ЧТО НУЖНО СДЕЛАТЬ:
1. Что, согласно отрывку интервью, было куплено на чеки, которые дала Надежда?
2. Продолжите отрывок интервью, начав сразу после его последней фразы.

Иосиф Бродский. Большая книга интервью
Шрифт:
Была ли Цветаева в этом списке? Когда Мандельштам был в Москве, между ними что-нибудь было?
Я не помню, кто был в этом списке и кто туда не попал. В то время для меня это не имело значения. Я не был до такой степени литературоведом. Потом Ахматова умерла и Надежда стала писать о ней мемуары. Помню, как первая партия мемуаров попала ко мне, я говорил о ней с Комой Ивановым. В этой части Надежда делала предположение, даже не предположение, а так, намекала на то, что у Ахматовой были лесбийские наклонности. И я сказал Коме: "Кома, ты близок к Надежде. Поговори с ней об этом, в нашей стране такой намек расценят как… в общем, понятно". Мы хотели, чтобы Надежда убрала эти строки, и она это сделала. Я бывал у нее в гостях, пили чай, она вспоминала о суде. А когда я уезжал из России, она была среди тех, с кем я хотел попрощаться. Я пришел к ней, и мы говорили о том, как ей уехать на Запад…
Неужели?
Еще как! И сколько раз! Она знала о своей популярности на Западе. У нее всегда было много этих, знаете, чеков, на которые в "Березке" можно было купить… Помню, она дала мне пару чеков, и я купил себе два блока "Кэмела". Так что мы много говорили об этом… Она сказала мне: "Свои лучшие стихотворения Цветаева написала там". Это было хорошим напутствием. А потом я оказался здесь и много чего происходило.

ИСХОДНЫЕ СТРОКИ:
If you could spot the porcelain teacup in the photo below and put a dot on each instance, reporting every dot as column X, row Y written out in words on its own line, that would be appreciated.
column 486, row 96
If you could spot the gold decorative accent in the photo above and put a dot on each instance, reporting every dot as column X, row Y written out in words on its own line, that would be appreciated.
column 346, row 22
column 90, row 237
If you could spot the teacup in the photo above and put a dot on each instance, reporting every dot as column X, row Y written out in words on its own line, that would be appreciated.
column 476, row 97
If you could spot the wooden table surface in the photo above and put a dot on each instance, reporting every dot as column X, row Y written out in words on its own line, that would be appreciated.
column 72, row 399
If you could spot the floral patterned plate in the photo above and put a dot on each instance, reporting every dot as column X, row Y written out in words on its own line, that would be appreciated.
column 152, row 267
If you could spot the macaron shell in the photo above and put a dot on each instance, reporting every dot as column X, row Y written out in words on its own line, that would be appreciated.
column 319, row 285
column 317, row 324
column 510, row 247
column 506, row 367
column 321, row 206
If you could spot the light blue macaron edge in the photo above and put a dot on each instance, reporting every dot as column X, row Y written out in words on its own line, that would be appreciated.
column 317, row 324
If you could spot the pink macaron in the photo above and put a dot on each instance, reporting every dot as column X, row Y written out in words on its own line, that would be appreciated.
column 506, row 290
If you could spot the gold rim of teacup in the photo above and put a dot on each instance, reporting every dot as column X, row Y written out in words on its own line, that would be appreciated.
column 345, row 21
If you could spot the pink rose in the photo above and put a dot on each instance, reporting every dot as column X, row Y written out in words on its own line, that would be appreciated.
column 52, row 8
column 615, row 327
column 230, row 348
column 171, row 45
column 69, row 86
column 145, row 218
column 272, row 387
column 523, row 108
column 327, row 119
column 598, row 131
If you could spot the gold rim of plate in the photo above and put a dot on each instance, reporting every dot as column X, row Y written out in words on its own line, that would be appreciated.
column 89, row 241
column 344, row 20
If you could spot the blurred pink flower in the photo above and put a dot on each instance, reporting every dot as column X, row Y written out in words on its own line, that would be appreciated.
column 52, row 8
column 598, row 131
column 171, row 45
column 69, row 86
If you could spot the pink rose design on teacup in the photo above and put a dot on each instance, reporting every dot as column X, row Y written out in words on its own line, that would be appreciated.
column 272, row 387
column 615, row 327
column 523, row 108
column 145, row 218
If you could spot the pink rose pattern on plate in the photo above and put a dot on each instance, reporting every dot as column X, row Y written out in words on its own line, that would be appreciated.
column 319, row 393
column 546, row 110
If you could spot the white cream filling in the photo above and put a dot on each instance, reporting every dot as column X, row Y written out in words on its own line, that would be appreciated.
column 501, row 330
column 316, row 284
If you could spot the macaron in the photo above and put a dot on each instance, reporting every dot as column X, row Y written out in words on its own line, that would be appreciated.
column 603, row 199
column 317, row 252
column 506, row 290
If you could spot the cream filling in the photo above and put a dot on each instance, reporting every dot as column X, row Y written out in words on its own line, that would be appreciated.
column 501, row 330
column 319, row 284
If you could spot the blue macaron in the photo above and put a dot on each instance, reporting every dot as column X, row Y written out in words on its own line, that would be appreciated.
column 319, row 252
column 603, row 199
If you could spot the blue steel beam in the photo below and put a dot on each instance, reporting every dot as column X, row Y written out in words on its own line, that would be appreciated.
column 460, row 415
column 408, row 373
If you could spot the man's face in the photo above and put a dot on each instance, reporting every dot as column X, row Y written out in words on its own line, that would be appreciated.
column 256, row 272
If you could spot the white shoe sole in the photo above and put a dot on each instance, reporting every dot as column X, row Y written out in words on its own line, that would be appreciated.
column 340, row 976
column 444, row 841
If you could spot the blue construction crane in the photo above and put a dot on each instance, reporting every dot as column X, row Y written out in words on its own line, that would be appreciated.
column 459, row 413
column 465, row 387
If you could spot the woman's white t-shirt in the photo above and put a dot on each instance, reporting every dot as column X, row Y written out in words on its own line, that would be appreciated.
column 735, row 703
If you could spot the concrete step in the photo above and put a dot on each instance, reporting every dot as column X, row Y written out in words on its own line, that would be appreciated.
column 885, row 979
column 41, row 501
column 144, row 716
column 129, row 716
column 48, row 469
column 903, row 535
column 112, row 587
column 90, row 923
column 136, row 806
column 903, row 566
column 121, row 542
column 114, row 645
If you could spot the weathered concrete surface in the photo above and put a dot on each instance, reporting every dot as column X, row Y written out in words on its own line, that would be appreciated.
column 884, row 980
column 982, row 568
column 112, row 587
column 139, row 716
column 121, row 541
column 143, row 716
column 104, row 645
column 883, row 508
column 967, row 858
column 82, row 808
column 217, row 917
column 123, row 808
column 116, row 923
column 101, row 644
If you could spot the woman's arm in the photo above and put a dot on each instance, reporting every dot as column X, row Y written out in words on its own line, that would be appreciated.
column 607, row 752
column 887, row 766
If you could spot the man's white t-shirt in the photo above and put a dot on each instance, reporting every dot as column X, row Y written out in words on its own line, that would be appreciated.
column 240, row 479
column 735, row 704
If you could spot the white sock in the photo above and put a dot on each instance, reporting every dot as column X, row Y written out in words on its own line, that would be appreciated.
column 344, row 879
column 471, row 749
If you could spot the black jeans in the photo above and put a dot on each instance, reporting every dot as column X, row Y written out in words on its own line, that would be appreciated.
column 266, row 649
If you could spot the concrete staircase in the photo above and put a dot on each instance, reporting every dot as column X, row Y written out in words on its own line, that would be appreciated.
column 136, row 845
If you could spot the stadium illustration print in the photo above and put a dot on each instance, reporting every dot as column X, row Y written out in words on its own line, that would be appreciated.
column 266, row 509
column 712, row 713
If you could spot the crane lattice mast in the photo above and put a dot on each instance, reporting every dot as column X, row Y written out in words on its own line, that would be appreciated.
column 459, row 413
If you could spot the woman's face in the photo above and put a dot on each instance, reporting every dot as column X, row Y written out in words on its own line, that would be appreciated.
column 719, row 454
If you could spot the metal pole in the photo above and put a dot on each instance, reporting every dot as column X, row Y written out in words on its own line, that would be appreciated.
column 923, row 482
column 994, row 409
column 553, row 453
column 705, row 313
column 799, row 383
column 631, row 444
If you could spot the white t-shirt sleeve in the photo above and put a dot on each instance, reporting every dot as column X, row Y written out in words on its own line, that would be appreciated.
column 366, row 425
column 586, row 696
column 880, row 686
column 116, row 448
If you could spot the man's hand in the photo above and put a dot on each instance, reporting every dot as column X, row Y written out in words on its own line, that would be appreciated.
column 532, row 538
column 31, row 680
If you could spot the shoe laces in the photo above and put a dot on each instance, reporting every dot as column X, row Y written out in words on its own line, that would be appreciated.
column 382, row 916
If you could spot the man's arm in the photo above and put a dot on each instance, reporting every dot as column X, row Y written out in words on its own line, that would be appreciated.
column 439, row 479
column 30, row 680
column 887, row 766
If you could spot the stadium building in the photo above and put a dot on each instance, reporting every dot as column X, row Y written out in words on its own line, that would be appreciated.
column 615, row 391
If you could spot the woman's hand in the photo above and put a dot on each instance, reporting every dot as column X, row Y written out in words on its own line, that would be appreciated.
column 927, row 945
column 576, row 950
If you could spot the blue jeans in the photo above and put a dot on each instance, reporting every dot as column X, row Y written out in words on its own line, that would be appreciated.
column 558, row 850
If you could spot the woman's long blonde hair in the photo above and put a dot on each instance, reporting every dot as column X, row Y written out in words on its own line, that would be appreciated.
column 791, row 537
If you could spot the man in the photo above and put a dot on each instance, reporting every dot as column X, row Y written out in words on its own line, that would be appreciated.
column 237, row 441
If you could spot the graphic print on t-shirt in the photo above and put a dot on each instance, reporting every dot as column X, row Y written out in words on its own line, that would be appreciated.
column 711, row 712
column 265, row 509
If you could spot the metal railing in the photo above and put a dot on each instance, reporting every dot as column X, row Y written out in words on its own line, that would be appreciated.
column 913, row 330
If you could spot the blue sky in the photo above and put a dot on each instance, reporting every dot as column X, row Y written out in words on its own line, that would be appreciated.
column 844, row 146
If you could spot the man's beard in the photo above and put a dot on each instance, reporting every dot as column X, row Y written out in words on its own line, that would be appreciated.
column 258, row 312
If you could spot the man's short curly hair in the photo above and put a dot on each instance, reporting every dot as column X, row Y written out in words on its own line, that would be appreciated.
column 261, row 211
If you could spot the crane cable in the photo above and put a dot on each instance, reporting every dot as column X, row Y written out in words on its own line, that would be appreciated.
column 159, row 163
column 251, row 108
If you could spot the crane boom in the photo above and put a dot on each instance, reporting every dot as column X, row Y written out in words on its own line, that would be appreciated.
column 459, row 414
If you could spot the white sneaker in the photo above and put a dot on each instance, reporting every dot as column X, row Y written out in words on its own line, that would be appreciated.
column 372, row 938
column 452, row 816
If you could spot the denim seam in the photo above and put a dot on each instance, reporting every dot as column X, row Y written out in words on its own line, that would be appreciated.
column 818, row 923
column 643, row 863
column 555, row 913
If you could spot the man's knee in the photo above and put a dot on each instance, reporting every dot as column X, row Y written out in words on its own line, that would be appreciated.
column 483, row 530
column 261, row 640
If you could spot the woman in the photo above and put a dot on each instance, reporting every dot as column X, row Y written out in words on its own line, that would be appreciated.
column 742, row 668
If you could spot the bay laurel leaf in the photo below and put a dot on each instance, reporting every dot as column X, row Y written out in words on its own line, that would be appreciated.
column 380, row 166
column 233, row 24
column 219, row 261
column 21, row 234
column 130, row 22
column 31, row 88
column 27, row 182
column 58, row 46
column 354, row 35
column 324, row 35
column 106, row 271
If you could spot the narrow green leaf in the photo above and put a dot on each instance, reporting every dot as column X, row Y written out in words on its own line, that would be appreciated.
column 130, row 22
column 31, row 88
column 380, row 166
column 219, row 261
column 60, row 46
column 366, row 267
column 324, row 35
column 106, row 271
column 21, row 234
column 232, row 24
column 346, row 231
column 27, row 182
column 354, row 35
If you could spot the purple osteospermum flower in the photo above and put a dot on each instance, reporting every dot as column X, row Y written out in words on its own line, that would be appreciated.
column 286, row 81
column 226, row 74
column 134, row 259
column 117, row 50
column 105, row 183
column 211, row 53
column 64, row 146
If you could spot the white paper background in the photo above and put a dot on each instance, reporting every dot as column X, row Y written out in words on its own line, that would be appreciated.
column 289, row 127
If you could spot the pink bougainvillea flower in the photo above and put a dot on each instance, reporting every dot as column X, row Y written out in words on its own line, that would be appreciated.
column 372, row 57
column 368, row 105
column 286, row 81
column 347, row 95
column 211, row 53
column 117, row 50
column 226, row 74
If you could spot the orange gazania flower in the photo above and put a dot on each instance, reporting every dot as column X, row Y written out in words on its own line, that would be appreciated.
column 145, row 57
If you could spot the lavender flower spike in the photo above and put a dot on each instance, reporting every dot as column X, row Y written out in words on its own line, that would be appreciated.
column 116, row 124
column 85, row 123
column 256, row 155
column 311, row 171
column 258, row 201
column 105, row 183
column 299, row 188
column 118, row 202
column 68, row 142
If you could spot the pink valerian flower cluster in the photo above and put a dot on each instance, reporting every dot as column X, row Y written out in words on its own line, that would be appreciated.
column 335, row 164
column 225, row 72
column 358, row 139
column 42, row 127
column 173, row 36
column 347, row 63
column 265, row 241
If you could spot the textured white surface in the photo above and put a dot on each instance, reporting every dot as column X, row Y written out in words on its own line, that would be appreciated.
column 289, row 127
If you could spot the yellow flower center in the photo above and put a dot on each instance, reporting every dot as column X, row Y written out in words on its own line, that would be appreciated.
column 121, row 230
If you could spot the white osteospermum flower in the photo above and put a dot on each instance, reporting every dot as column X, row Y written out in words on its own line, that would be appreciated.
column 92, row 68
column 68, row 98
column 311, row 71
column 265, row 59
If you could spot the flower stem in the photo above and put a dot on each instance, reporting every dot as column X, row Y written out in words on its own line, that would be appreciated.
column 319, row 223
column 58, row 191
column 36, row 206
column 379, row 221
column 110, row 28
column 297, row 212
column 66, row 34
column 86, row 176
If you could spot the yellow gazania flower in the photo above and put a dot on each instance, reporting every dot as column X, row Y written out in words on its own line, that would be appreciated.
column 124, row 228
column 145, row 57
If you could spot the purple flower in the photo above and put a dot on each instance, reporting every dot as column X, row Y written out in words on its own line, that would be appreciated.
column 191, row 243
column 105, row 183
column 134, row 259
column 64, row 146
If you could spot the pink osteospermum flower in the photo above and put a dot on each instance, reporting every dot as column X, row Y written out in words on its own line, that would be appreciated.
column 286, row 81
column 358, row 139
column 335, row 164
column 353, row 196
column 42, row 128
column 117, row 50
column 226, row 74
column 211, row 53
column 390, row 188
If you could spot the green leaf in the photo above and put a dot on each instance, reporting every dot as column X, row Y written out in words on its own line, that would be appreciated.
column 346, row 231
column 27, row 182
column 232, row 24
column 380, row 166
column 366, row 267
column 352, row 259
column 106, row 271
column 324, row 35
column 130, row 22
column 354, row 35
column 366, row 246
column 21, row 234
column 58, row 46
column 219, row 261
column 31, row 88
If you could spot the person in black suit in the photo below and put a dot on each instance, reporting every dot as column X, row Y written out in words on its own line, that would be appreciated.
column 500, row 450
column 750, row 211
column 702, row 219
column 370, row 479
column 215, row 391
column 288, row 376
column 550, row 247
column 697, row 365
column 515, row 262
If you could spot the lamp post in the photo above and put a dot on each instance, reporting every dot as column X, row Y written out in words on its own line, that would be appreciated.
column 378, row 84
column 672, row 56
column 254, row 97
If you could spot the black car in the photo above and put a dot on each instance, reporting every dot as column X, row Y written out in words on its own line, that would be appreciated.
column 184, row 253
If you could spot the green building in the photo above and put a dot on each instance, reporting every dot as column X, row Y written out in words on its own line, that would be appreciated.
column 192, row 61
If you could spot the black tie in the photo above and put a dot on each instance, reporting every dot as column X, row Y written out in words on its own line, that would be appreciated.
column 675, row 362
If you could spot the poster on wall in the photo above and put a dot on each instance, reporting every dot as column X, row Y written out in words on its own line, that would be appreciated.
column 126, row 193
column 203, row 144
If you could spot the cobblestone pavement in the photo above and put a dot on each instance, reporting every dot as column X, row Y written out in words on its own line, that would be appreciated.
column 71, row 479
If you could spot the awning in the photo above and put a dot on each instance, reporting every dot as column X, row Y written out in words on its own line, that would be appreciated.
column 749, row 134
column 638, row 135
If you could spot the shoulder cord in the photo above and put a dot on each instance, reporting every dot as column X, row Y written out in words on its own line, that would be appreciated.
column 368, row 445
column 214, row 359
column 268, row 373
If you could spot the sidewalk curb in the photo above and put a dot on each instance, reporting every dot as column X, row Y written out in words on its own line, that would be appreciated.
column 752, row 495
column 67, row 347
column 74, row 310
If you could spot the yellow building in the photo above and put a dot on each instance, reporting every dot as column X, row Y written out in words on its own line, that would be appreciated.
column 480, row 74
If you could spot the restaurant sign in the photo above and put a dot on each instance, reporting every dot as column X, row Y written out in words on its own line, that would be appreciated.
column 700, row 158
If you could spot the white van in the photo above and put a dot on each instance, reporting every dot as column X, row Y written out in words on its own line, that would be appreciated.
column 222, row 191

ОТВЕТЫ:
1. На эти чеки были куплены два блока «Кэмела».

2.
Вы не находите "Воронежские тетради" стихами человека, который выбит из колеи?
Нет, нет, он не тот человек, которого можно выбить из колеи. Целиком проблема Мандельштама, если хотите, существовала еще в самом начале. Он был поэтом, который работал со слуха. Он писал и сочинял так, как импровизирует композитор за роялем. Он не так много времени проводил за письменным столом. Стол был нужен, чтобы записать готовое стихотворение: "Я один, который работает со слуха, а вокруг вся остальная сволочь пишет". И это была правда. Его тексты на бумаге — это полный хаос: совершенно произвольная пунктуация, такая же произвольная орфография. Но воспринимается легко и ясно. Он не был сумасшедшим или лунатиком. Если он чем и болел, так только астмой. Мандельштам был поэтом, для которого поэзия была в прямом смысле слова воздухом. Он однажды сказал о Пастернаке (я сперва думал, что так сказала Цветаева, но Петер Скотт меня поправил): "Прочесть Пастернака — как прочистить горло". И он знал, о чем говорит. Я думаю, что его астма явилась воплощением атмосферы, которая царила тогда в обществе. В остальном же он был здоров и вменяем. Просто ему было наплевать, насколько он соответствует… Взять хотя бы "Стихи о неизвестном солдате". Примерно с 1931 года и дальше он работает в этом направлении, но и раньше… Уже в "Tristia" он говорит: "Я на заре какой-то новой жизни, / Когда в сенях лениво вол жует, / Зачем петух, глашатай новой жизни…" Что он делает? Он рифмует жизнь с жизнью. Отдает ли он себе отчет? Вряд ли. Были и другие случаи, до 1931 года. Этого не было в "Камне". В "Камне" все грамматически выверено. Но уже в "Стихотворениях"… то есть немного там, немного здесь, а дальше — больше: он пишет стихи с пропущенными связями, с "опущенными звеньями". Естественно, его никто не понимает и все думают, что он просто спятил. Ничего подобного! Это было ему органично, идеосинкразийно. Он мог себе это позволить. Забавно, когда объясняешь студентам… Например, я говорил о "Сегодня можно снять декалькомани…". Когда переводишь это на английский, открываются новые смыслы. Это показательно. За что я и благодарен моей службе.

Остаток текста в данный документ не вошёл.